### YOUR INSTRUCTIONS
Please reproduce all of the material below with every "marker" changed to "pin", leaving everything else untouched.

### DATA LISTING
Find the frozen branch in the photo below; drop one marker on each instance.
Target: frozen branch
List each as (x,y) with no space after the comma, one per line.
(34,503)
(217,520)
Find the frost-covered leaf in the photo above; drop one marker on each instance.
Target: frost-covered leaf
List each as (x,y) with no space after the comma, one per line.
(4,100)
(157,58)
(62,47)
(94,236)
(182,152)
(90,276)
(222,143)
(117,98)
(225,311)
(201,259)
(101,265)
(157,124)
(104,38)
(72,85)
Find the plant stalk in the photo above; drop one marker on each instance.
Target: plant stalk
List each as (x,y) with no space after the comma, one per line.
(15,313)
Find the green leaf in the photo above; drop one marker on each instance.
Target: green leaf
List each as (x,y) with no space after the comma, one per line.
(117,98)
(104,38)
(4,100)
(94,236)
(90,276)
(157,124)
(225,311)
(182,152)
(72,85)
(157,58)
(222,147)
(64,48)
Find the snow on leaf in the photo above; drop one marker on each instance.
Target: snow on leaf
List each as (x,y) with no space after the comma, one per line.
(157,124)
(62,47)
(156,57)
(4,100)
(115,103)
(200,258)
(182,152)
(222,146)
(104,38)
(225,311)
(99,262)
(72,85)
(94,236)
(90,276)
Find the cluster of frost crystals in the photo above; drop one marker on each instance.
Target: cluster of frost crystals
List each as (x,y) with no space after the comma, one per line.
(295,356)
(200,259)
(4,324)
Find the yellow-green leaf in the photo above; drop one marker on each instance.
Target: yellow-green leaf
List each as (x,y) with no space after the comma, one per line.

### EXPECTED ANSWER
Find the frozen branch in the photo below; drop one pin on each instance.
Target: frozen branch
List each as (x,y) with no space after the comma, one per line.
(34,503)
(217,520)
Find the frost-covered leaf in the photo above; drop one pin on each instance.
Target: frost-covered leaf
List each as (x,y) with no space after the comma, one per line.
(4,100)
(157,58)
(62,47)
(94,236)
(182,152)
(90,276)
(222,143)
(117,98)
(225,311)
(201,259)
(101,265)
(157,124)
(104,38)
(72,85)
Find the plant stalk in the photo above; drop one pin on each instance.
Target: plant stalk
List each as (x,y) with no space after the comma, one per line.
(15,313)
Find the green leaf in the photo above; drop one pin on each instance.
Target: green leaf
List each as (x,y) with no space after the comma, one per line.
(117,98)
(104,38)
(4,100)
(94,236)
(90,276)
(157,124)
(225,311)
(182,152)
(72,85)
(157,58)
(222,147)
(64,48)
Find the snow on leaf in the photo above; drop one pin on each instance.
Target: snow on leaf
List each as (x,y) with no space after the comma, one per line.
(157,124)
(62,47)
(156,57)
(4,100)
(115,103)
(200,258)
(182,152)
(222,146)
(104,38)
(225,311)
(99,262)
(72,85)
(94,236)
(90,276)
Find the cluster of frost crystals in the photo above; drop one pin on each instance.
Target: cluster of frost crystals
List each as (x,y) with no space after the comma, one per line.
(295,356)
(200,259)
(4,324)
Find the yellow-green leaf in the photo above; drop one pin on each instance.
Target: yellow-green leaf
List each as (x,y) with no space after the comma, one per line.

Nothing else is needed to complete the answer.